Could you rewrite the entries from the line with "Tag each red" up to and including the line with "left=421, top=388, right=439, bottom=414", putting "sweet potato" in place of "red potato" and changing nothing else? Give back only those lines.

* BEGIN ENTRIES *

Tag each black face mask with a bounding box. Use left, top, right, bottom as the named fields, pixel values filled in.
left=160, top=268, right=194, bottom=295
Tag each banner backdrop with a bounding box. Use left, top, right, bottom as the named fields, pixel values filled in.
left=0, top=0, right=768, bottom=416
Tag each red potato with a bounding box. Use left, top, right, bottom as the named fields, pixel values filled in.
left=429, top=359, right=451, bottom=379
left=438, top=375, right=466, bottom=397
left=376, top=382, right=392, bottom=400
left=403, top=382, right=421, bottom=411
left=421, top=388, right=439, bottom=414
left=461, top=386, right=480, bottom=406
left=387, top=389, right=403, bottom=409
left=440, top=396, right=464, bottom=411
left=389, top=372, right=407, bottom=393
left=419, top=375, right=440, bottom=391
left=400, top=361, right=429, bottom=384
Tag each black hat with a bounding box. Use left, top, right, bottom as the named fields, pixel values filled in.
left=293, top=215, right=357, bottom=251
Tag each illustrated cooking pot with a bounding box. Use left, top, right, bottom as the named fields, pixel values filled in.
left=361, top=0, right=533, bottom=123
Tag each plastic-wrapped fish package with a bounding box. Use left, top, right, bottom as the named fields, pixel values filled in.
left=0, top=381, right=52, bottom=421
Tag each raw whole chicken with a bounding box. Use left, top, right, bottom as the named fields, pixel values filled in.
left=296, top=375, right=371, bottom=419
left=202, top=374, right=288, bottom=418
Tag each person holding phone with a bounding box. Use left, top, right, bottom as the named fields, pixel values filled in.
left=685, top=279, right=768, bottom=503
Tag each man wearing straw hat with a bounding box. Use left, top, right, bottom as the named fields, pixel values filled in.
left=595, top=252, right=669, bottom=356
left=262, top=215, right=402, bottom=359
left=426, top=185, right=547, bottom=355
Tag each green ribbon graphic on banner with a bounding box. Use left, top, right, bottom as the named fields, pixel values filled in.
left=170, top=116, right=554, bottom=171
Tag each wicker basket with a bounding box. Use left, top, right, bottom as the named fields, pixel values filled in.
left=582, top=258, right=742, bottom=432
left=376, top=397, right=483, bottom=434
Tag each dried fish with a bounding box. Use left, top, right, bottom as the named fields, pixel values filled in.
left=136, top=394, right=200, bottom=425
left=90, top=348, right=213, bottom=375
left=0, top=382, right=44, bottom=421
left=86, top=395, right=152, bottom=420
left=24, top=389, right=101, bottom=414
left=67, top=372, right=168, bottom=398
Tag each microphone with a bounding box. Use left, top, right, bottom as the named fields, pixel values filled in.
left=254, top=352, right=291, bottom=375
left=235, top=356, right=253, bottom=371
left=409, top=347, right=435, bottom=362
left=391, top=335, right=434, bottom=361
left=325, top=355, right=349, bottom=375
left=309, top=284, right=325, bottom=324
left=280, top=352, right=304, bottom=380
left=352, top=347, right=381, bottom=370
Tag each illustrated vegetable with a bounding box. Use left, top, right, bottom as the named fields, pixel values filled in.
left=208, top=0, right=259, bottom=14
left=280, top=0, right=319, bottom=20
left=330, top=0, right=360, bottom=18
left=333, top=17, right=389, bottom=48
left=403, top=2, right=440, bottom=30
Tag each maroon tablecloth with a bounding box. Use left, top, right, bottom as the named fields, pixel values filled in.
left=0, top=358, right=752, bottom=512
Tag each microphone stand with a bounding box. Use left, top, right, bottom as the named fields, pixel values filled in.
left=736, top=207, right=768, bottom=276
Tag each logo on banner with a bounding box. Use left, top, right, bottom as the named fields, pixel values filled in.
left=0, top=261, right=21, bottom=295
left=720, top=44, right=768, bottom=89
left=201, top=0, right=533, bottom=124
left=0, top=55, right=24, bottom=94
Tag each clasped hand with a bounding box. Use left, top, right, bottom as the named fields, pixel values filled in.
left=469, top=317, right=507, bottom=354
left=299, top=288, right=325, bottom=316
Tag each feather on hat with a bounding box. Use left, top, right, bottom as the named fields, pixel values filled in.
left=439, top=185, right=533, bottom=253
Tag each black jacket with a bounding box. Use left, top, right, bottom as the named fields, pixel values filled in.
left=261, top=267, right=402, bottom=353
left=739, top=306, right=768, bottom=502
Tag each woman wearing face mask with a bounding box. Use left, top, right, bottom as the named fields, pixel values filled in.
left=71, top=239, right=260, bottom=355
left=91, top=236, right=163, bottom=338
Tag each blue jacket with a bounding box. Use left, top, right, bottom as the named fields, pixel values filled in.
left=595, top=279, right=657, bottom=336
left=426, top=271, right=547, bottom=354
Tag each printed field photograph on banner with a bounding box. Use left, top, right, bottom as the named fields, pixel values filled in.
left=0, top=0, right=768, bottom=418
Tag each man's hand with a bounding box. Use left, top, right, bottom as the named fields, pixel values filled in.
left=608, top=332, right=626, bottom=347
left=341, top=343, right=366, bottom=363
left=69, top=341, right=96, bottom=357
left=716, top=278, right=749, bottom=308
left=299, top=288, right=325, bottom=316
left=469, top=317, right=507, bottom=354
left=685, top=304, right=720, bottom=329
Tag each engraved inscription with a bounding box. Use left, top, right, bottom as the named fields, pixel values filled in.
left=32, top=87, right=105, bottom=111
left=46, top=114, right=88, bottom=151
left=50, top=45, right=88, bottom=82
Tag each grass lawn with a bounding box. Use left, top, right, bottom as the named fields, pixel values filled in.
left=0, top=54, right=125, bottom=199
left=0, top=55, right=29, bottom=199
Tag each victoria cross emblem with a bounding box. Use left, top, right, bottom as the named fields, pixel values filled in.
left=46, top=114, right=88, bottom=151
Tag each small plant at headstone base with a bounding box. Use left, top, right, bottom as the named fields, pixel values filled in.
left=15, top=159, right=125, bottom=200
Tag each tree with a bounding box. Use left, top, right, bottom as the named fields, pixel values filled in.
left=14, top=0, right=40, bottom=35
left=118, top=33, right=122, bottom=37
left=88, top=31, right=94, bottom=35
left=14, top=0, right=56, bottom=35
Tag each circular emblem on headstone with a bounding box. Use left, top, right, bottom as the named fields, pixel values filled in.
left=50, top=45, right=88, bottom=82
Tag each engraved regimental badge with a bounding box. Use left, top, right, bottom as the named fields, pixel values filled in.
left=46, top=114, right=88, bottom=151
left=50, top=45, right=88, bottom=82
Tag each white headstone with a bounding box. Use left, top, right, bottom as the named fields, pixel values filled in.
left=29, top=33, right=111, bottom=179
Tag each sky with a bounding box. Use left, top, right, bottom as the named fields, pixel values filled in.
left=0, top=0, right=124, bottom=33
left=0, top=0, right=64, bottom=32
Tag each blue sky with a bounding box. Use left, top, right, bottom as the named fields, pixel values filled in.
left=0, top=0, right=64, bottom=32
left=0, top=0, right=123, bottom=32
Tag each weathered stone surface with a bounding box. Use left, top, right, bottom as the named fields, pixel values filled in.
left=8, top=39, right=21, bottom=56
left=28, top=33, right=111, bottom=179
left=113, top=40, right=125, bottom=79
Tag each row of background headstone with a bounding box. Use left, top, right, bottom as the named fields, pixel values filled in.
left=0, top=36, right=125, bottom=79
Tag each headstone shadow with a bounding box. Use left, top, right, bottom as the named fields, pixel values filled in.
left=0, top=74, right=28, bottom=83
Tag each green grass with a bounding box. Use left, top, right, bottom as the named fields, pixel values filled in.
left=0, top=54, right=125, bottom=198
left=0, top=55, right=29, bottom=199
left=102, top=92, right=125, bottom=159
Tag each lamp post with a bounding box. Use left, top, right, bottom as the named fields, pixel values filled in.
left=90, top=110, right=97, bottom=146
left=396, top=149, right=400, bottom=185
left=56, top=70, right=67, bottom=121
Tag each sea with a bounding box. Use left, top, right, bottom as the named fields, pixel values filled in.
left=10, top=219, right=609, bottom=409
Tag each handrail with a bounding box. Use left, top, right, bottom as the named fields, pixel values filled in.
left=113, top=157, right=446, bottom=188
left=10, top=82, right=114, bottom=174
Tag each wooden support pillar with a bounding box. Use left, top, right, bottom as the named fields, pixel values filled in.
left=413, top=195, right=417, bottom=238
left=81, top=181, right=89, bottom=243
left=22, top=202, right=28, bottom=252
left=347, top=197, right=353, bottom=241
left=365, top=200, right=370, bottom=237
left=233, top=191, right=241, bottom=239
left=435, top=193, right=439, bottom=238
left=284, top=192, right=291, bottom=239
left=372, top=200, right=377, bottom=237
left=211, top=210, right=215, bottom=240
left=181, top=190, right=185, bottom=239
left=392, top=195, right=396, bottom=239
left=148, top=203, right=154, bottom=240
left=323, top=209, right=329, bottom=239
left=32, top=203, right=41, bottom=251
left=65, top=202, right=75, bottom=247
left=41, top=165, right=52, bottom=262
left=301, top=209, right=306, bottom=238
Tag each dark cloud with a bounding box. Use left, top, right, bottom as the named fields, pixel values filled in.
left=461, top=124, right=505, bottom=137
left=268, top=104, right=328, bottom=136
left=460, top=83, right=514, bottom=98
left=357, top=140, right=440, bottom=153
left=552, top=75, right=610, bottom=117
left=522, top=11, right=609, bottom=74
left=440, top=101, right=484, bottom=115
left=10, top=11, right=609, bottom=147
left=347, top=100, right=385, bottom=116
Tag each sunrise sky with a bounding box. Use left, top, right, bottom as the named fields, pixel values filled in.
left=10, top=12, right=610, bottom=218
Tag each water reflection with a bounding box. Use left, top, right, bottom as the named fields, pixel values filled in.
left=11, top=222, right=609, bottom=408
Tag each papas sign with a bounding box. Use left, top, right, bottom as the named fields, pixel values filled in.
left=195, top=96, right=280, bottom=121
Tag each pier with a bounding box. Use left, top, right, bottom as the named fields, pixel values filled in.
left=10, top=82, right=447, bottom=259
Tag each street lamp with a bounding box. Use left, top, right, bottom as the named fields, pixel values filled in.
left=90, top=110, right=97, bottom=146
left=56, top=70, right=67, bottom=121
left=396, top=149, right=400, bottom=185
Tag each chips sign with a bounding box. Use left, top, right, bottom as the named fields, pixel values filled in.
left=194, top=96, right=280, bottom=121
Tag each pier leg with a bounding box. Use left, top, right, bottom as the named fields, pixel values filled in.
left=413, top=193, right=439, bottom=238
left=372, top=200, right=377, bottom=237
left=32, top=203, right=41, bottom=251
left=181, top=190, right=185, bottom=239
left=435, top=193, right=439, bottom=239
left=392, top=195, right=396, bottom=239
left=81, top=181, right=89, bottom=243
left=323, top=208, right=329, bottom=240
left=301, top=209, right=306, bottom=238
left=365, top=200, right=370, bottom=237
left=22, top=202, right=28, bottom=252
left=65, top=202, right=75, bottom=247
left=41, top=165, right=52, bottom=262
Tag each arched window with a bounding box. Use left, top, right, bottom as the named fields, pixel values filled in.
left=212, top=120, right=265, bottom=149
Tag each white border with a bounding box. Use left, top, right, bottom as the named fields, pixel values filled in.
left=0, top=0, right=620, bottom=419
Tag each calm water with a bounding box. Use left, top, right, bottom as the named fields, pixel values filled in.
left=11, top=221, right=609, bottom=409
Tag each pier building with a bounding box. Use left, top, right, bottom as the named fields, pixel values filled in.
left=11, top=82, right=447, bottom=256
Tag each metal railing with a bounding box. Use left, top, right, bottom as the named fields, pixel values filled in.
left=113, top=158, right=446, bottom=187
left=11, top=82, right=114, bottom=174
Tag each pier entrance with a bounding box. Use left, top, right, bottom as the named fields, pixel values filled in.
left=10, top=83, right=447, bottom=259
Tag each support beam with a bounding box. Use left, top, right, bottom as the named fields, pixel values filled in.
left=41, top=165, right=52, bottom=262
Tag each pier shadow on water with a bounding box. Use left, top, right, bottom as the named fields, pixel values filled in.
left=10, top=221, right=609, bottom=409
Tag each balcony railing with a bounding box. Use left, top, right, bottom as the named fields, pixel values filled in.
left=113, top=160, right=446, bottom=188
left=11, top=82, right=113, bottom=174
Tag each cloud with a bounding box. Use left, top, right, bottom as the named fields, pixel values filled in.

* END ENTRIES *

• _TASK SOLUTION_
Tag each sweet potato with a bounding box. Use left, top, right, bottom as the named fields, pixel values filled in.
left=429, top=359, right=451, bottom=379
left=438, top=375, right=466, bottom=397
left=376, top=382, right=392, bottom=400
left=403, top=382, right=421, bottom=411
left=421, top=388, right=439, bottom=414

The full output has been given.